## Assigned task
Recast every line of the entries below as a numbered list. Skip blank lines and leave the pictures out.

Records for this exercise START

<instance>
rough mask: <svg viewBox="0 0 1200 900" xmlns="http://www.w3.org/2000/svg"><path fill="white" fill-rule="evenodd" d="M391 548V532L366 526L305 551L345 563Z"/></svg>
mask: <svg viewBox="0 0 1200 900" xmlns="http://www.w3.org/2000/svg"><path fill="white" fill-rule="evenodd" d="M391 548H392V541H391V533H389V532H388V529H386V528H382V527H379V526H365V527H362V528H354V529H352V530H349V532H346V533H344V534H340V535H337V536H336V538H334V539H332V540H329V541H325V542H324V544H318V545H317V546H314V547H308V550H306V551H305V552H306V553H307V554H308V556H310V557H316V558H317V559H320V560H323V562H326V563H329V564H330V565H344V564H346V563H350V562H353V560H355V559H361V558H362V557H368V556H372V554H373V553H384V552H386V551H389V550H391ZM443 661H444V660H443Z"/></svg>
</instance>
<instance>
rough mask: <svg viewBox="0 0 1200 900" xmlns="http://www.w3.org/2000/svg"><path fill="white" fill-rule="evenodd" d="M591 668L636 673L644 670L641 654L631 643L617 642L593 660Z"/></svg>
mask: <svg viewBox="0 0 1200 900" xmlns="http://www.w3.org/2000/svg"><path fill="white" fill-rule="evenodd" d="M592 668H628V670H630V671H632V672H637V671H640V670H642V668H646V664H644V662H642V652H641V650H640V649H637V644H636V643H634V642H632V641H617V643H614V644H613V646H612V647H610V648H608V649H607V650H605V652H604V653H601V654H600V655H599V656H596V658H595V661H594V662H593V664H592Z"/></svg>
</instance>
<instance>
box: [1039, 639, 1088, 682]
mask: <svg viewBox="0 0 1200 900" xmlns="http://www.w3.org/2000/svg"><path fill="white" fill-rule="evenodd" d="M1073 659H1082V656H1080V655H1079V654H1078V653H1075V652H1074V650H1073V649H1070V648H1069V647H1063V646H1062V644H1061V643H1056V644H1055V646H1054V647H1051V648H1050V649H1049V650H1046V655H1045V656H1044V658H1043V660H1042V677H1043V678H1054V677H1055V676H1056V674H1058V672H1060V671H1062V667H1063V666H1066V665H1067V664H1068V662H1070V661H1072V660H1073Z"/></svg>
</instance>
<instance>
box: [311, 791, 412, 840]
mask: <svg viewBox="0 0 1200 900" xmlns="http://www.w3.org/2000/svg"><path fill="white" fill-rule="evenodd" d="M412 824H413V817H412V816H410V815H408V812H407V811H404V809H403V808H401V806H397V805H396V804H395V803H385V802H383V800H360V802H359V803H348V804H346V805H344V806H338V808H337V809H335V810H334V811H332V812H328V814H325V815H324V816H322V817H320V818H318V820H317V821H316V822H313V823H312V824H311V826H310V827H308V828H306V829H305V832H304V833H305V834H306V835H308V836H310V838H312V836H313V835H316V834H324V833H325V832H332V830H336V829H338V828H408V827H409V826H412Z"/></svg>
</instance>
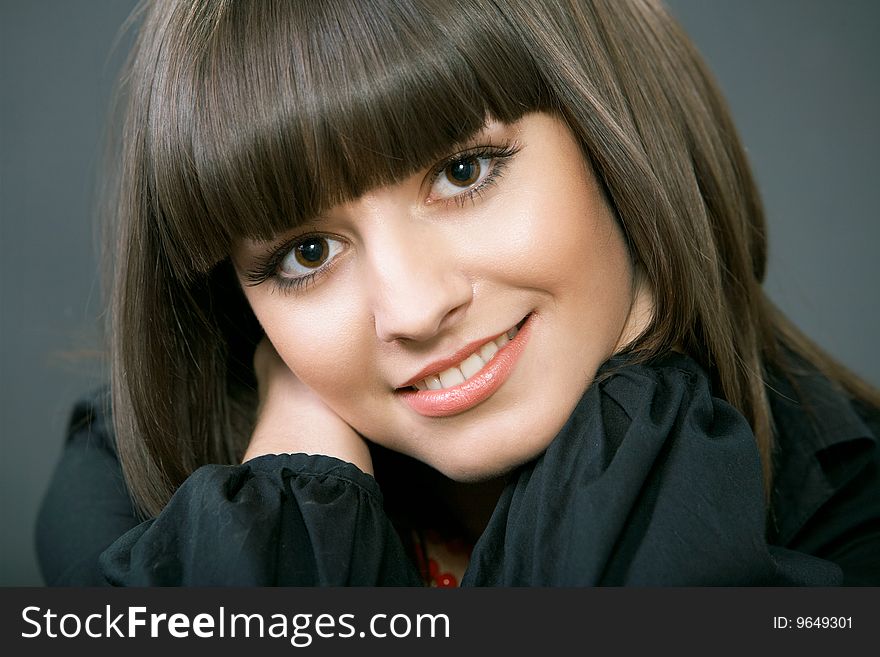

Records for this exercise END

## Problem solution
1. <instance>
2. rough mask: <svg viewBox="0 0 1200 900" xmlns="http://www.w3.org/2000/svg"><path fill="white" fill-rule="evenodd" d="M391 548V532L366 526L305 551L345 563Z"/></svg>
3. mask: <svg viewBox="0 0 1200 900" xmlns="http://www.w3.org/2000/svg"><path fill="white" fill-rule="evenodd" d="M391 548H392V541H391V533H389V532H388V529H386V528H382V527H379V526H365V527H362V528H354V529H352V530H349V532H346V533H344V534H340V535H337V536H336V538H334V539H332V540H329V541H325V542H324V544H318V545H317V546H314V547H308V550H306V551H305V552H306V553H307V554H308V556H310V557H316V558H317V559H320V560H323V562H326V563H329V564H330V565H344V564H346V563H350V562H353V560H355V559H361V558H362V557H368V556H372V554H373V553H384V552H386V551H389V550H391ZM443 661H444V660H443Z"/></svg>
4. </instance>
5. <instance>
6. rough mask: <svg viewBox="0 0 1200 900" xmlns="http://www.w3.org/2000/svg"><path fill="white" fill-rule="evenodd" d="M591 668L636 673L644 670L641 654L631 643L617 642L593 660Z"/></svg>
7. mask: <svg viewBox="0 0 1200 900" xmlns="http://www.w3.org/2000/svg"><path fill="white" fill-rule="evenodd" d="M592 668H628V670H630V671H632V672H637V671H640V670H642V668H646V664H644V662H642V652H641V650H640V649H637V644H636V643H634V642H632V641H617V643H614V644H613V646H612V647H610V648H608V649H607V650H605V652H604V653H601V654H600V655H599V656H596V658H595V661H594V662H593V664H592Z"/></svg>
8. </instance>
9. <instance>
10. box: [1039, 639, 1088, 682]
11. mask: <svg viewBox="0 0 1200 900" xmlns="http://www.w3.org/2000/svg"><path fill="white" fill-rule="evenodd" d="M1073 659H1082V656H1080V655H1079V654H1078V653H1075V652H1074V650H1073V649H1070V648H1069V647H1063V646H1062V644H1061V643H1056V644H1055V646H1054V647H1051V648H1050V649H1049V650H1046V655H1045V656H1044V658H1043V660H1042V677H1043V678H1054V677H1055V676H1056V674H1058V672H1060V671H1062V667H1063V666H1066V665H1067V664H1068V662H1070V661H1072V660H1073Z"/></svg>
12. </instance>
13. <instance>
14. box: [311, 791, 412, 840]
15. mask: <svg viewBox="0 0 1200 900" xmlns="http://www.w3.org/2000/svg"><path fill="white" fill-rule="evenodd" d="M412 824H413V817H412V816H410V815H408V812H407V811H404V809H403V808H401V806H397V805H396V804H395V803H385V802H383V800H360V802H359V803H348V804H346V805H344V806H338V808H337V809H335V810H334V811H332V812H328V814H325V815H324V816H322V817H320V818H318V820H317V821H316V822H313V823H312V824H311V826H310V827H308V828H306V829H305V832H304V833H305V834H306V835H308V836H310V838H312V836H313V835H316V834H324V833H325V832H332V830H336V829H338V828H408V827H409V826H412Z"/></svg>
16. </instance>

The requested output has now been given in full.